Without skipping any entry, transcribe the data word for word.

Material shown ▸
—————
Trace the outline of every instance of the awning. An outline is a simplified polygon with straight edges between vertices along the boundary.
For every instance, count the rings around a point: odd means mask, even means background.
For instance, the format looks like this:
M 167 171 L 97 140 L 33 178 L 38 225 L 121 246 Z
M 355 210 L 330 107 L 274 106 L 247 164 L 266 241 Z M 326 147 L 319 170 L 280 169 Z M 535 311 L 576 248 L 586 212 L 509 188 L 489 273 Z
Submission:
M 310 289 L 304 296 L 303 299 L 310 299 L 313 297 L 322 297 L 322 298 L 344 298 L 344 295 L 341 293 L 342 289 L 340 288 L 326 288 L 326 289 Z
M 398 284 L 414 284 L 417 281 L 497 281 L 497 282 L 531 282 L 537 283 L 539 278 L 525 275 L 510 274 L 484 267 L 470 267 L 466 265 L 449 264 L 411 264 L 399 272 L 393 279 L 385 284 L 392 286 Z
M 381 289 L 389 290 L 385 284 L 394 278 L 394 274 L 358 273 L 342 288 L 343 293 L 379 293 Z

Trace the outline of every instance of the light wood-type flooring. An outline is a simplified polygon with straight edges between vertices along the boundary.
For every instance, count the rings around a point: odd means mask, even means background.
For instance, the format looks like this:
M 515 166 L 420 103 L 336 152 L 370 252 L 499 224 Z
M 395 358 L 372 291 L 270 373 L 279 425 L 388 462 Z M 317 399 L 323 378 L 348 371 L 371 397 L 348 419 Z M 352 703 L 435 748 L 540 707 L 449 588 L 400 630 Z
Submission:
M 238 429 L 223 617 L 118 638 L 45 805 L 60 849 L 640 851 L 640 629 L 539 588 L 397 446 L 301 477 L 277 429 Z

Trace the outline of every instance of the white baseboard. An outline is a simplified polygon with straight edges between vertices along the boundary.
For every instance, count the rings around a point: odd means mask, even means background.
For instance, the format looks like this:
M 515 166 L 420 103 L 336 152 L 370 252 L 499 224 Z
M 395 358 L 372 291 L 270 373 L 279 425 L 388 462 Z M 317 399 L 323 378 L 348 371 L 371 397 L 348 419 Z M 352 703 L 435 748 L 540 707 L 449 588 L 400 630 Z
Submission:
—————
Answer to this problem ▸
Trace the outline of every instance of the awning. An outline is a simplified polygon with straight edges between vertices along the boundary.
For every instance, count the rings around a point: odd means mask, even means background.
For instance, the format looks like this:
M 167 171 L 97 140 L 33 178 L 38 225 L 121 246 Z
M 355 210 L 330 107 L 274 106 L 247 164 L 266 241 Z M 326 147 L 319 170 L 280 169 Z M 535 311 L 576 248 L 586 212 L 509 188 L 489 273 Z
Submission:
M 310 289 L 304 296 L 303 299 L 310 299 L 313 297 L 322 297 L 322 298 L 344 298 L 344 295 L 341 293 L 342 289 L 340 288 L 326 288 L 326 289 Z
M 398 284 L 414 284 L 417 281 L 497 281 L 497 282 L 531 282 L 537 283 L 539 278 L 525 275 L 510 274 L 484 267 L 470 267 L 466 265 L 449 264 L 411 264 L 399 272 L 393 279 L 385 284 L 392 286 Z
M 381 289 L 389 290 L 385 284 L 394 278 L 394 274 L 358 273 L 342 288 L 343 293 L 379 293 Z

Trace the outline of every instance of the light wood-type flooring. An outline is a simplified polygon with straight edges between vertices along the boundary.
For every instance, count the rings around a point: odd means mask, even means background.
For instance, the format looks like this:
M 515 166 L 420 103 L 336 152 L 370 252 L 499 224 Z
M 395 358 L 372 291 L 270 373 L 279 425 L 388 462 Z M 317 399 L 323 378 L 348 371 L 371 397 L 348 419 Z M 352 703 L 435 748 L 540 707 L 449 588 L 400 630 Z
Submission:
M 238 429 L 223 617 L 118 638 L 45 805 L 60 849 L 640 851 L 640 629 L 539 588 L 397 446 L 301 477 L 277 429 Z

Trace the outline of every instance of the white baseboard. An outline is a simplified polygon with straight edges between vertices along the boundary.
For every instance, count the rings around a point: odd means mask, even means background.
For instance, the format looks like this:
M 515 166 L 420 103 L 336 152 L 370 252 L 499 224 Z
M 395 358 L 372 291 L 270 373 L 279 425 L 388 462 Z M 317 399 L 323 378 L 348 371 L 371 397 L 348 419 Z M 352 703 L 435 748 L 540 707 L 449 588 L 400 630 Z
Submission:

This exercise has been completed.